++++ Data supplied ++++

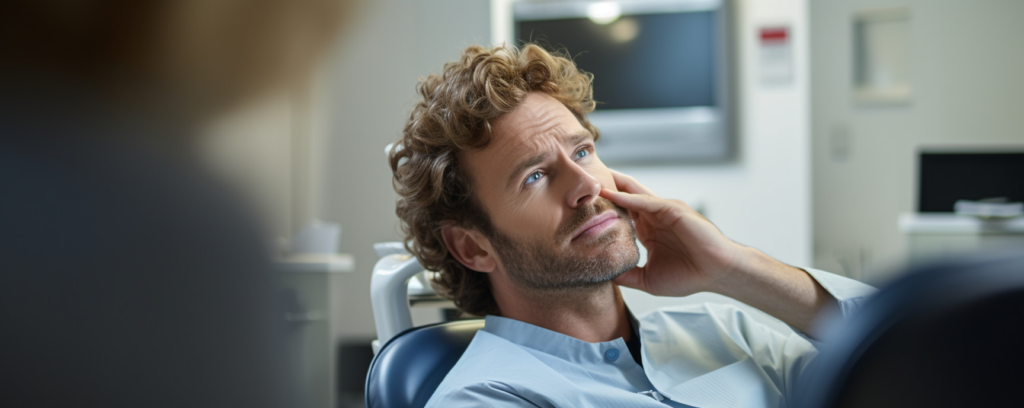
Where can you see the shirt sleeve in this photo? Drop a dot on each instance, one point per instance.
(487, 394)
(850, 293)
(784, 358)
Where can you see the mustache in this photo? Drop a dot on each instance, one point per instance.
(584, 214)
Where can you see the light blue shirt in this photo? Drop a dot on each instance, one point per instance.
(702, 356)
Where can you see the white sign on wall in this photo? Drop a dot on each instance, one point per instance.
(775, 55)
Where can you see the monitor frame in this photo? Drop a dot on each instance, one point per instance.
(660, 135)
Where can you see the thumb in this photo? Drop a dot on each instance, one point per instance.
(632, 279)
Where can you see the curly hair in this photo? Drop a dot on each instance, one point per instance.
(454, 114)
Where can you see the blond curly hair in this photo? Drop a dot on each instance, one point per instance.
(454, 114)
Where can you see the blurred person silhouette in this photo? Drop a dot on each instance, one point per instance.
(128, 276)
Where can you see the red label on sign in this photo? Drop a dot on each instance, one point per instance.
(774, 34)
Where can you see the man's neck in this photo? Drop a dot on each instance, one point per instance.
(592, 315)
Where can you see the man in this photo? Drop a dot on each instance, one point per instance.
(503, 193)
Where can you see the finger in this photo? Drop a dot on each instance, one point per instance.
(629, 185)
(636, 202)
(632, 279)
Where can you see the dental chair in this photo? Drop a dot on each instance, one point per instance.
(409, 362)
(948, 334)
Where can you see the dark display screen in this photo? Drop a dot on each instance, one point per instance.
(946, 177)
(639, 60)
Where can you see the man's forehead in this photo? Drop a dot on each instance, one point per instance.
(540, 119)
(538, 123)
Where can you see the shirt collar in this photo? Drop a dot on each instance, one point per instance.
(555, 343)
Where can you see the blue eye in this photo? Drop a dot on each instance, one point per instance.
(534, 177)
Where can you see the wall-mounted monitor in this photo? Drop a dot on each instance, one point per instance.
(662, 73)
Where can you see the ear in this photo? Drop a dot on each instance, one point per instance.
(470, 248)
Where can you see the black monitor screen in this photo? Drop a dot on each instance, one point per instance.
(639, 60)
(946, 177)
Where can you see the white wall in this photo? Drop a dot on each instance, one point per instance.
(762, 199)
(966, 69)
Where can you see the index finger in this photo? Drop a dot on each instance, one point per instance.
(629, 185)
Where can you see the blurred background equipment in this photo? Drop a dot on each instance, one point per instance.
(968, 200)
(663, 72)
(946, 334)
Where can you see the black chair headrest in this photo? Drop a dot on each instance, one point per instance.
(948, 334)
(409, 368)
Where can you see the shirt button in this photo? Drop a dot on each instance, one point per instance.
(611, 354)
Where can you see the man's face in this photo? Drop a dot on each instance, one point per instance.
(539, 179)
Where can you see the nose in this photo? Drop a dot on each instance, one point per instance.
(584, 188)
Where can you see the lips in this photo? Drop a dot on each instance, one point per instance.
(596, 225)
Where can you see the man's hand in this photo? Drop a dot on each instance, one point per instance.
(687, 254)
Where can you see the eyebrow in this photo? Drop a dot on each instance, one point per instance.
(532, 161)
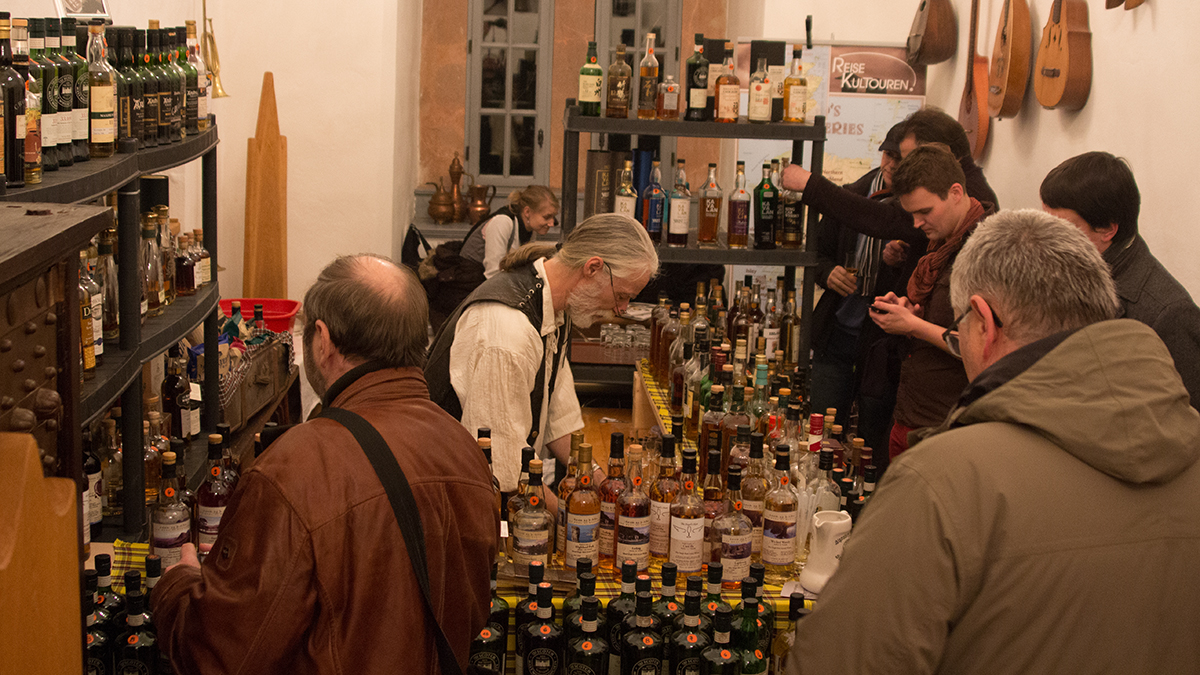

++++

■ Task to carry out ■
The listing above must be repeated exactly, apart from the pictures.

■ Response for this exercise ■
Where can you see the shirt sleeve in this photo? Drop a dot on each instance, one point per instance.
(487, 394)
(850, 293)
(784, 358)
Where can you see the mustache in this photo? Drop a dot on each instance, one point per instance.
(584, 214)
Where can you see the light blue shirt in this photo? Drop a dot on each instance, one point per instance.
(702, 356)
Where can you see the white sign on wall in this photo? Drop a dot on each instance, one point per instance.
(775, 55)
Where can you see the monitor frame in this photo? Drop a dot on each instance, one point per instance.
(660, 135)
Where can you see the thumb in this photo? Drop a dot on each instance, one point per instance.
(632, 279)
Where can you see the curly hair in this photo? Drop a dot on each instance, one point per instance.
(454, 114)
Where can you see the blond curly hair in this photo? Drop a dot on each instance, one point per instance.
(454, 114)
Where can you see the blurred person silhouette in this photo? Drop a dot on each instance, one point per instance.
(128, 276)
Where can you see the red label on sign in this photo? Drop a dot on each instance, one point per instance.
(774, 34)
Where can you see the man's neck in this photo? Drop a dot on each instance, one point per instance.
(592, 315)
Where can you see the man in this photo? Drop a dot on each instance, one point per instance.
(503, 193)
Where can you see the finger in this photo? Drop a dot on each instance, one point per instance.
(629, 185)
(636, 202)
(632, 279)
Where can you see the dental chair in this photo? Drop a dot on each instance, one point per instance.
(409, 362)
(948, 334)
Where can you see the dark display screen in this photo? Drop a dot on each instance, one point per instance.
(946, 177)
(639, 60)
Where can you see the man's forehead in this photo? Drop a dot on each instance, one point per instance.
(540, 119)
(538, 123)
Where can you see the shirt collar in this photo? Drop a dot on each instance, one point per instance.
(555, 343)
Where can you see the blue eye in this photo? Drop a dot on each instance, one point per instance.
(534, 177)
Where can you see the wall-mounted monitor in this photo? Drop a dot on each instance, one point per instance.
(662, 73)
Where can you see the ear in this photo? Drop a dot on each instance, one point per instance.
(470, 248)
Where can you see the black monitor screen in this photo? Drop a dot on each instance, one point per instance.
(639, 60)
(946, 177)
Where can you see the white wall in this photo? Drop a dot on each instance, one point per instance.
(762, 199)
(966, 69)
Where can you see the index finger in this photo? Drop a dot on each instance, one point per instance.
(629, 185)
Where can you see the blurred background equipment in this photo? Drop a dot on each instance, one point per instance.
(968, 200)
(663, 72)
(946, 334)
Where can you see the black chair headrest in this photo? Drop a dot on each instance, one point per instance.
(948, 334)
(409, 368)
Where can you see the shirt button in this photo? Drop a dot on each instance, one point per instance.
(611, 354)
Where can you see the man's face in this photo? Drop a dot on each instance, one point per instance.
(539, 179)
Where can you see the nose in this photo? Drop a dot on each instance, one point per instance.
(584, 188)
Where can you see the lips in this photo? Drop a dot on each instance, one point per instance.
(596, 225)
Where can you see the man's hand in this photo? Drop a dot on each instance, one point per instance.
(687, 254)
Where can you see the eyebrow in this photo? Drop a dot on each instance, one point per instance.
(532, 161)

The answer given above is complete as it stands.